======== Data entries ========

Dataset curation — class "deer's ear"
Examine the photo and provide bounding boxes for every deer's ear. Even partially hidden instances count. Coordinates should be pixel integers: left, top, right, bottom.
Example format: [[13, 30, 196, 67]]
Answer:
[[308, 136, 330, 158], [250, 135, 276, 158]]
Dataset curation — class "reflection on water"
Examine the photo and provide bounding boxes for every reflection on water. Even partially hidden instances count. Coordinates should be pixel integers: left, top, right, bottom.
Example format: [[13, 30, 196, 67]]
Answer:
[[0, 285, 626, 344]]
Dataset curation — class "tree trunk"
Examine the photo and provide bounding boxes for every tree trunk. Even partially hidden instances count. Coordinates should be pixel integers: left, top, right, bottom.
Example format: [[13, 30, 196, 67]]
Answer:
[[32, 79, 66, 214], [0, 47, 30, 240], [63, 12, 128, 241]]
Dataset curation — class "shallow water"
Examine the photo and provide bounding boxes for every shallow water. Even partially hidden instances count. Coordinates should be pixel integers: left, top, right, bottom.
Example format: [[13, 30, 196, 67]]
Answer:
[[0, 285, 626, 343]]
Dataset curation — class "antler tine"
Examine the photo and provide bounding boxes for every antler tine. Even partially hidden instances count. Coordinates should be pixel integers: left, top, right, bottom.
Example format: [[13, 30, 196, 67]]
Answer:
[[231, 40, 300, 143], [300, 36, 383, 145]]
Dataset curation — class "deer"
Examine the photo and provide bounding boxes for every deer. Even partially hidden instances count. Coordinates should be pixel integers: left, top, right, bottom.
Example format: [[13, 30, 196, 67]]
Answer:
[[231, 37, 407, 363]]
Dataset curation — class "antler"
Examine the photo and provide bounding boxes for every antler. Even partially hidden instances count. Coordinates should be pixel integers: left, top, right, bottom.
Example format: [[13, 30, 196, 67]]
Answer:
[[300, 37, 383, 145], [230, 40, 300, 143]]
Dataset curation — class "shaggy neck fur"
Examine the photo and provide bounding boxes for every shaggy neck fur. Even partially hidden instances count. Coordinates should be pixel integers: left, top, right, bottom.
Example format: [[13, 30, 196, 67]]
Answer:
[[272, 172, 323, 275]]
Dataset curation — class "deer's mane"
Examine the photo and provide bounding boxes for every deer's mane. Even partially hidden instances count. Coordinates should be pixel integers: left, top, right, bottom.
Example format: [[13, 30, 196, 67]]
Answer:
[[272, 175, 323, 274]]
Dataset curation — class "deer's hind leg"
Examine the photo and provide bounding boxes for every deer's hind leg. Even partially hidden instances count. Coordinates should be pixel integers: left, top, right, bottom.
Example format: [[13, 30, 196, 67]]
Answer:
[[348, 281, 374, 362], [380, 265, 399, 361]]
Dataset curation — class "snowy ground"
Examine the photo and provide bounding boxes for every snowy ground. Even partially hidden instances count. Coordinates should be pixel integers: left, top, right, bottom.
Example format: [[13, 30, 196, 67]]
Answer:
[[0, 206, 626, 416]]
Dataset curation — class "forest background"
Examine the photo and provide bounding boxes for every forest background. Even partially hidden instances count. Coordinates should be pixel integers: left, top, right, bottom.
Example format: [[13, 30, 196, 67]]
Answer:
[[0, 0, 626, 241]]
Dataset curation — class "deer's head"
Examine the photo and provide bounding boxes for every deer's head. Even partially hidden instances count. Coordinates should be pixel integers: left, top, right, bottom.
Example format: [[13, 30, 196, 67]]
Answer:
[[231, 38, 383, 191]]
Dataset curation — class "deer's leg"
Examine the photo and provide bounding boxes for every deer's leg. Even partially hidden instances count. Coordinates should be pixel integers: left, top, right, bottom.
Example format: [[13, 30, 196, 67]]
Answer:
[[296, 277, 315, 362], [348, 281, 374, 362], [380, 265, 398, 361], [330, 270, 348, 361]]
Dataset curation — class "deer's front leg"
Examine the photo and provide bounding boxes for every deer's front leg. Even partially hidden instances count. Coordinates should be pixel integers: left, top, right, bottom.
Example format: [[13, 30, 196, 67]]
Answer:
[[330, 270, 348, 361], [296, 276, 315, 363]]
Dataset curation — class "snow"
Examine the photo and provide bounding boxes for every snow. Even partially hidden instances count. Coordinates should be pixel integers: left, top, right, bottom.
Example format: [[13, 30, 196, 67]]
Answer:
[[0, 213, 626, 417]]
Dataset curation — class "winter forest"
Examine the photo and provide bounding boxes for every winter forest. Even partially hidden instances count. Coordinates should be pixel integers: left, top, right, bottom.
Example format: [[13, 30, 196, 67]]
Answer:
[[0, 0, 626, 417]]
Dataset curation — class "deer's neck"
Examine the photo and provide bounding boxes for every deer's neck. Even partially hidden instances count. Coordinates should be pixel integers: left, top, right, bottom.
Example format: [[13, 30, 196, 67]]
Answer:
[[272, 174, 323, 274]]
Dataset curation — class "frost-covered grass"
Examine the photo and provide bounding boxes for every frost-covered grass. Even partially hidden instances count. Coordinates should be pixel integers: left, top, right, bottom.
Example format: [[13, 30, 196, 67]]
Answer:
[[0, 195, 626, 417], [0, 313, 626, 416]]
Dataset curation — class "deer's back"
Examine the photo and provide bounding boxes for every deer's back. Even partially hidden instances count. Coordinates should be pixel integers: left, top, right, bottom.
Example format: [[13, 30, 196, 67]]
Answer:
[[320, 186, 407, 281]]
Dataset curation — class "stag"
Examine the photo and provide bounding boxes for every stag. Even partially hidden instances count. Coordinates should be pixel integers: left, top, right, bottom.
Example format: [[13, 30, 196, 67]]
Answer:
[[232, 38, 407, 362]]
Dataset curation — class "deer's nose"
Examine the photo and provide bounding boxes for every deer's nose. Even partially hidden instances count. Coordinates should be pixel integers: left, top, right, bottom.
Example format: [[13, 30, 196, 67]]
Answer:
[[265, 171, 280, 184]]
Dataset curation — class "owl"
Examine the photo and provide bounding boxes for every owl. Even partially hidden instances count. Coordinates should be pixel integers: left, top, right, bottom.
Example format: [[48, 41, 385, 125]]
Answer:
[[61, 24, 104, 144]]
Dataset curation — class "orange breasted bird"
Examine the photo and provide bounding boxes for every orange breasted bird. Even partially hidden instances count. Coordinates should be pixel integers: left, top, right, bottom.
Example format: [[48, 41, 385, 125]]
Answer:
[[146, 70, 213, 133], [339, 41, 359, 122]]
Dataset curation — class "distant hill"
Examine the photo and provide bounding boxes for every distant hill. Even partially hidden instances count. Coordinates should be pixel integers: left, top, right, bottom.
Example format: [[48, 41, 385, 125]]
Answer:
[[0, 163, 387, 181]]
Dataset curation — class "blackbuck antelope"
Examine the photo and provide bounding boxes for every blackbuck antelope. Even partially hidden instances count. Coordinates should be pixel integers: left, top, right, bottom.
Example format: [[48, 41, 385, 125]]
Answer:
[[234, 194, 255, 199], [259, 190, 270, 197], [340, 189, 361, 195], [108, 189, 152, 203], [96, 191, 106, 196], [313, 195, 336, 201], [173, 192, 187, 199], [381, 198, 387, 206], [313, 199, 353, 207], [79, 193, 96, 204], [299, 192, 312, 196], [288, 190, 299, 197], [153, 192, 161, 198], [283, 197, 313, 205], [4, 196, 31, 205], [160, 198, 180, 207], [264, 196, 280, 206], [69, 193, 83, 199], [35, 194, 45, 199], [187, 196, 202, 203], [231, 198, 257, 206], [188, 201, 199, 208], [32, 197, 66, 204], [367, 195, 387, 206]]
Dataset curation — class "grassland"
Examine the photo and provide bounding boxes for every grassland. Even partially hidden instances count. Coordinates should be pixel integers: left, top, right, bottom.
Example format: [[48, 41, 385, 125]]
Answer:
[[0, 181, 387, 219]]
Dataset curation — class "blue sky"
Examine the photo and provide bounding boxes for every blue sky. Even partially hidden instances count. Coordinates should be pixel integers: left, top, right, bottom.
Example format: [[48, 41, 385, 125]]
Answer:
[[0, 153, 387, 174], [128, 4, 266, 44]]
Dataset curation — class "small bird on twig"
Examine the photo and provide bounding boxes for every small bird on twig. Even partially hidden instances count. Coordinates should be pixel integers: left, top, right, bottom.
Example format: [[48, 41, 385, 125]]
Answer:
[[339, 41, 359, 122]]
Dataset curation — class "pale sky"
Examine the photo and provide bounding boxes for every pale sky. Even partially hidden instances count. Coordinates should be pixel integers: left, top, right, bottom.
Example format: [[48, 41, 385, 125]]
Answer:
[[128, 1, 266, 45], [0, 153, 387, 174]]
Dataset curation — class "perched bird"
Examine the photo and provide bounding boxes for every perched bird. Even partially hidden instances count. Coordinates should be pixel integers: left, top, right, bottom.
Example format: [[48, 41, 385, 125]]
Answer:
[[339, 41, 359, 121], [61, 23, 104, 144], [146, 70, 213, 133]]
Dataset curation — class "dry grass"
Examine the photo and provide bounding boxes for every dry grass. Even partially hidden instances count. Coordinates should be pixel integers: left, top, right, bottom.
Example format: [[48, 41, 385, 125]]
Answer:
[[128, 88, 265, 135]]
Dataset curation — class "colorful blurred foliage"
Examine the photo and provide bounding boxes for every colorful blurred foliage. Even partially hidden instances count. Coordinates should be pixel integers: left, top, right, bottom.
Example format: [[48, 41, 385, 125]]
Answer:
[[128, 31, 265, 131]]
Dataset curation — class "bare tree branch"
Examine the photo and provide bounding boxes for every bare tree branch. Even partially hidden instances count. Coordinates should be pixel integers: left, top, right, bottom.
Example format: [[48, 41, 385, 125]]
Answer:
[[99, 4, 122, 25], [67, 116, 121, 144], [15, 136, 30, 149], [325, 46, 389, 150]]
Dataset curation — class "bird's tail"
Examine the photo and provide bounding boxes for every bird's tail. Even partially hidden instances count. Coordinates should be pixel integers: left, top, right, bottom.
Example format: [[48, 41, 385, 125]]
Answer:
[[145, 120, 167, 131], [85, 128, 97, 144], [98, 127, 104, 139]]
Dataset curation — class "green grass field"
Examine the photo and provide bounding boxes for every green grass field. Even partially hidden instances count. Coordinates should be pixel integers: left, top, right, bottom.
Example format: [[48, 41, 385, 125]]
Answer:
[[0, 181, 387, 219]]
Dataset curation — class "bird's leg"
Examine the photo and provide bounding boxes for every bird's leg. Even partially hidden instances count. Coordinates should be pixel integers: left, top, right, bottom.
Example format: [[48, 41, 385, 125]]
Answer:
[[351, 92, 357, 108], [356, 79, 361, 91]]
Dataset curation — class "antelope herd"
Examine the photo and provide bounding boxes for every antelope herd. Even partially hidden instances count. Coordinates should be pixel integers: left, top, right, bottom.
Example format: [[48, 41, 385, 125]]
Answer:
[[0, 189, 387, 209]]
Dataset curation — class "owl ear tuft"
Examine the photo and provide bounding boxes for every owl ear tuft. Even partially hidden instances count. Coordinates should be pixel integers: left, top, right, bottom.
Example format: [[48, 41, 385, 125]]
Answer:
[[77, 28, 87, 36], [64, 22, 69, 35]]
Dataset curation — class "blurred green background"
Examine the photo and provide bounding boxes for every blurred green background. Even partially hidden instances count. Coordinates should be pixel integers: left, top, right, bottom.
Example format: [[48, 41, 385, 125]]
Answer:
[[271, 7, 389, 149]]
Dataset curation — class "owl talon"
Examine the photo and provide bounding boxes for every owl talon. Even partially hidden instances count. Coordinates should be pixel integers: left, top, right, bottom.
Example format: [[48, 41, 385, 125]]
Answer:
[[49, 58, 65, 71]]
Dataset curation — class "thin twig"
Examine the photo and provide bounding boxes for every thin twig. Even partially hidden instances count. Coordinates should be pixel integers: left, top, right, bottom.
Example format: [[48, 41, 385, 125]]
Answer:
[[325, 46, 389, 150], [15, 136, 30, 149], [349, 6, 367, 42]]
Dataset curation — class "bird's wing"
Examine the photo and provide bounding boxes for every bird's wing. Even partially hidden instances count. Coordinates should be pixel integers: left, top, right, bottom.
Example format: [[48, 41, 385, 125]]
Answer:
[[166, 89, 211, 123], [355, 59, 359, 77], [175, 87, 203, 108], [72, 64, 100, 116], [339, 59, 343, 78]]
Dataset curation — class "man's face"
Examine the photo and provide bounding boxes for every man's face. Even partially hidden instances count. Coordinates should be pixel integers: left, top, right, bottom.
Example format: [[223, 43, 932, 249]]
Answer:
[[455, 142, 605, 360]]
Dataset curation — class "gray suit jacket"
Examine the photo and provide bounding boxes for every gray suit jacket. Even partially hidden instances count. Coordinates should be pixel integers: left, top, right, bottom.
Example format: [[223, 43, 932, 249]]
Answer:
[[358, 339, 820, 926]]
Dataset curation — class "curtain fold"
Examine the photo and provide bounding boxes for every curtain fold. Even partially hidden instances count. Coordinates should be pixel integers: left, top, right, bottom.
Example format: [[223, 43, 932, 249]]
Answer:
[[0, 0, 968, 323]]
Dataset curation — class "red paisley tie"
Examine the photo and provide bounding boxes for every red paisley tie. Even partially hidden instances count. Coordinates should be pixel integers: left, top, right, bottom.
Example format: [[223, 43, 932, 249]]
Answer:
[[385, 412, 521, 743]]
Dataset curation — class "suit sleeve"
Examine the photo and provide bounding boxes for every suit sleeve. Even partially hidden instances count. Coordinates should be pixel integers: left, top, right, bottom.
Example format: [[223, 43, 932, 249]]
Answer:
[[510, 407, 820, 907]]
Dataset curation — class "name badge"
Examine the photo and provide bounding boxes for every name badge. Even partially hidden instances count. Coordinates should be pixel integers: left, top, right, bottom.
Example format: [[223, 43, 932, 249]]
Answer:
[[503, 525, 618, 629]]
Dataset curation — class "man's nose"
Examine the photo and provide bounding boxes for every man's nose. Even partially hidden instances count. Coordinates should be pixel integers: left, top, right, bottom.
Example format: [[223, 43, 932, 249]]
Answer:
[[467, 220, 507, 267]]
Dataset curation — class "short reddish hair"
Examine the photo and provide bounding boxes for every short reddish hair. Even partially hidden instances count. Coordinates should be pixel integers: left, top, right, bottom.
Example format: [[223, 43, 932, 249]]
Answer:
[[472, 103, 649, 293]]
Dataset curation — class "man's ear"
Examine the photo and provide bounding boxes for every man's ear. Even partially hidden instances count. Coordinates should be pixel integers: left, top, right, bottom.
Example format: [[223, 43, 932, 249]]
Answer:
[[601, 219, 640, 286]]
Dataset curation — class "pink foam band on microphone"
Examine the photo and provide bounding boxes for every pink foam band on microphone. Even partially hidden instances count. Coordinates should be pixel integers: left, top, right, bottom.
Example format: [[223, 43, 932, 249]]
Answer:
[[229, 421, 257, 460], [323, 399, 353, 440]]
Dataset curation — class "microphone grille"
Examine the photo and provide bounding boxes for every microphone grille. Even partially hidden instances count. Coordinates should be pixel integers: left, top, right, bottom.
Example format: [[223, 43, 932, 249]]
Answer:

========

• **Prompt**
Recast the material as a Markdown table with the columns Row and Line, beginning at its first line and running through the line containing "[[0, 285, 626, 344]]". Omit blank lines.

• **Exercise solution**
| Row | Line |
|---|---|
| 1 | Dataset curation — class "deer's ear" |
| 2 | Examine the photo and provide bounding boxes for every deer's ear. Even partially hidden instances count. Coordinates should be pixel integers: left, top, right, bottom. |
| 3 | Example format: [[13, 30, 196, 67]] |
| 4 | Answer: |
| 5 | [[308, 136, 330, 158], [250, 135, 276, 158]] |
| 6 | Dataset curation — class "reflection on water" |
| 7 | Examine the photo and provide bounding boxes for every reflection on water. Even partially hidden instances count. Coordinates should be pixel integers: left, top, right, bottom. |
| 8 | Example format: [[13, 30, 196, 67]] |
| 9 | Answer: |
| 10 | [[0, 285, 626, 344]] |